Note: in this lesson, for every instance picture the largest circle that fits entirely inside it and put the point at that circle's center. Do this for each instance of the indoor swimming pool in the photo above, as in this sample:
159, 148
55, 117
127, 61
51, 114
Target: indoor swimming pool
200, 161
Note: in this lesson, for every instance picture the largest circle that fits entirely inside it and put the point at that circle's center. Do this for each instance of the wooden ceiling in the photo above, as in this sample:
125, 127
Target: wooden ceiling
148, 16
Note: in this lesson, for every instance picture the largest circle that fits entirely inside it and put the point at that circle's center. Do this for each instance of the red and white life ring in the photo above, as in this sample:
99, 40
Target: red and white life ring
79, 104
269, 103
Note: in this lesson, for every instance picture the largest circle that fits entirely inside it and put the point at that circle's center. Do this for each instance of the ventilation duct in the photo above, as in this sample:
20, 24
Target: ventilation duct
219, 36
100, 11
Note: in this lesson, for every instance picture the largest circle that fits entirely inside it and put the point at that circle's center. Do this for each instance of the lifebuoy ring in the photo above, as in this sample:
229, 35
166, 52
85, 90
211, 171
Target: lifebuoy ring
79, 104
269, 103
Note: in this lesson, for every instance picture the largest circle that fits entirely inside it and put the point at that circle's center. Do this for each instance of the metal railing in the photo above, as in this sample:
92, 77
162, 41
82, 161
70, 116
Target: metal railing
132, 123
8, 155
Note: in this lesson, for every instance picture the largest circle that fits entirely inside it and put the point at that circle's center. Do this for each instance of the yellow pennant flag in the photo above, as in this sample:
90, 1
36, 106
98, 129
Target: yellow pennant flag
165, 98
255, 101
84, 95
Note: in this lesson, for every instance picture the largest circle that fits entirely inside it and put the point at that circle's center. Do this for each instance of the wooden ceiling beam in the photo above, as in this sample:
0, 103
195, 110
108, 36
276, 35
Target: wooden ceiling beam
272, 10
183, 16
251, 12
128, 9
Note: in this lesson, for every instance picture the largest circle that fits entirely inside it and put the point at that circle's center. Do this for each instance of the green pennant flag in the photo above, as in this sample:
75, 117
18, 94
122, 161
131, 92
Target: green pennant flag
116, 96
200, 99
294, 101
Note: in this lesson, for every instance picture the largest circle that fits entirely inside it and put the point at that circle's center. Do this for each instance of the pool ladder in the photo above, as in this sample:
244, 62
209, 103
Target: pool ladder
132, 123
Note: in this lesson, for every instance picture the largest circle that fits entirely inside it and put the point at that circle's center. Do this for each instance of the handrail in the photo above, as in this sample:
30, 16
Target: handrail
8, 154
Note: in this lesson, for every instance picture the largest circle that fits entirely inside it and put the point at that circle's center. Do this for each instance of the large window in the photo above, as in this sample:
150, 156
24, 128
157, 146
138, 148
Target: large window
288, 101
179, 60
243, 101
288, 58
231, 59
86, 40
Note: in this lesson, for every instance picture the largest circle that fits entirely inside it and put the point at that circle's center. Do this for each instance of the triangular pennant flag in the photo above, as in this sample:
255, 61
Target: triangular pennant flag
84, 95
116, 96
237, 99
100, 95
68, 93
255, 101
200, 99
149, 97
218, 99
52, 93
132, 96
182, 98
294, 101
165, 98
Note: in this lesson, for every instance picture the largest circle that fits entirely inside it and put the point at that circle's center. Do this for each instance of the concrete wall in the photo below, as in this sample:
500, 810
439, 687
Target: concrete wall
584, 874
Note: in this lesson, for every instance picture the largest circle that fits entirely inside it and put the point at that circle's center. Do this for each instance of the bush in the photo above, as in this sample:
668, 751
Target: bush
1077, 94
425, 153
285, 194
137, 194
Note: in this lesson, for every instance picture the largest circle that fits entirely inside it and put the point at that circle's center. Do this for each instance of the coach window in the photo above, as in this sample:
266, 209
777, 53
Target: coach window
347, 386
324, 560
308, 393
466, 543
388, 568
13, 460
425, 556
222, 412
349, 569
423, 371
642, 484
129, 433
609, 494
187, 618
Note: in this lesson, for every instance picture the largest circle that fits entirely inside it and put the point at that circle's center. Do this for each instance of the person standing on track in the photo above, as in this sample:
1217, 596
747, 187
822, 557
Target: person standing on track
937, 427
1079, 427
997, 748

+--

## What the task asks
Copy out all the rows above, changing every "lesson" to "exercise" and leaving the rest untouched.

## Answer below
Note: in this exercise, for every instance picture the largest circle that fits entirely inside it and put the point at that circle's center. Do this for each instance of the indoor swimming pool in the photo above, as in this sample:
159, 148
55, 117
127, 61
51, 114
Target: indoor swimming pool
200, 161
Note: in this exercise, for every instance picture the largest circle that fits entirely inside it and put the point at that circle's center. Do this for each instance of the wooden ceiling in the photo above, as in this sample:
125, 127
Target: wooden ceiling
148, 16
Note: in this exercise, for every instance picture the largest circle that fits entirely inside it and put the point at that circle's center. Do this for each instance of the red and white life ring in the photo above, as in this sample:
99, 40
Target: red and white life ring
79, 104
269, 103
Note: in this exercise, for every instance picture the largest circle that fits entirely inside it and put the point at that circle's center. Do this for each instance of the ventilation duct in the photo above, as in this sample:
20, 24
Target: ventilation duct
219, 36
100, 11
Note: in this exercise, for every instance picture the largest circle that fits entirely inside it and put the point at that circle's center. Do this for each instance of the lifebuoy ring in the photo above, as in this sample:
229, 35
166, 52
85, 90
211, 171
Target: lifebuoy ring
79, 104
269, 103
Note: in this exercise, for every instance picture the largest circle that fits entirely inside it and put the point at that circle's center. Do this for each instance of the metal railing in the photo above, as in this sample:
92, 77
162, 41
82, 161
70, 116
Target: metal railing
132, 123
8, 155
Note: in this exercise, for every instance picture the largest circle that fits entirely inside it and put the point at that circle's center. Do this for each instance of the yellow pennant flag in the photo above, as in this sample:
90, 1
36, 106
98, 129
Target: yellow pennant flag
165, 98
255, 101
84, 95
Note: in this exercise, for every instance picture the largest circle that fits entirely inside it and put the point at that circle's center. Do this for each instance of the wooden ceiling beam in the photo above, as in this sample:
0, 103
195, 110
108, 36
276, 35
Target: wooden ceiling beam
272, 10
183, 16
251, 12
128, 9
Note: in this exercise, for every instance picture the largest circle that fits entirely inside it and put the point at that circle's center. Do this for each instance of the green pennant flag in the photo above, as in this sample:
75, 117
18, 94
122, 161
131, 92
Target: green pennant flag
116, 96
200, 99
294, 101
Note: in this exercise, for every instance picture the largest circle that fits entirely inside it and put the point at that circle's center. Do this for each instance of the pool ladder in the photo above, as in this sample:
244, 62
209, 103
Target: pool ladder
132, 123
Note: in this exercise, for every instance picture the largest circle that fits entirely inside it and put the point at that circle's center. Do this for each instance of the handrail in the photo above, as in this sample:
30, 16
Target: handrail
8, 154
Note: in this exercise, for every instance picture the largest circle that fits entirely inside it and put the point at that circle's center. Do this for each instance of the large window in the photo above, as in this sample:
150, 156
24, 128
157, 146
138, 148
Target: large window
288, 101
179, 60
243, 101
288, 58
231, 59
86, 40
Note: in this exercise, for every instance picture the largest circle that fits entirely inside it and put the point at that circle's center. Do this for each instance of the triangular pennant flag in the photo above, as in this sample:
255, 61
Target: triangular pennant flag
84, 95
116, 96
237, 99
100, 95
68, 93
255, 101
200, 99
149, 97
218, 99
52, 93
132, 96
182, 98
294, 101
165, 98
Note: in this exercise, for every instance picture the largest circle that fits entirely inside it and put the point at that circle's center. Do this for each instance of the concrete wall in the photo below, as in this sample:
500, 810
439, 687
Target: concrete wall
584, 874
Note: in this exercise, for every instance picture the largest circle that fits entirely inside it and put the point at that circle's center. Do this for each instance of the bush in the photo above, as in this sample:
668, 751
Target: bush
1077, 94
425, 153
285, 194
137, 194
Note: in this exercise, for every instance picture the largest circle that fits entirely inside it and put the point at that circle's center. Do this for each instance of the coach window in the photo above, as in this sample:
266, 209
777, 53
Target: coach window
347, 386
324, 560
308, 393
466, 543
388, 568
13, 460
425, 556
222, 412
349, 569
423, 371
642, 484
129, 433
609, 494
187, 618
Note: in this exercise, for every instance picture the largest circle that fits entirely inside it and put the point at that circle's center. Do this for each instance of the person standing on track in the photo above, as in this sample:
1217, 596
747, 187
822, 557
Target: person standing on track
937, 427
1079, 427
997, 748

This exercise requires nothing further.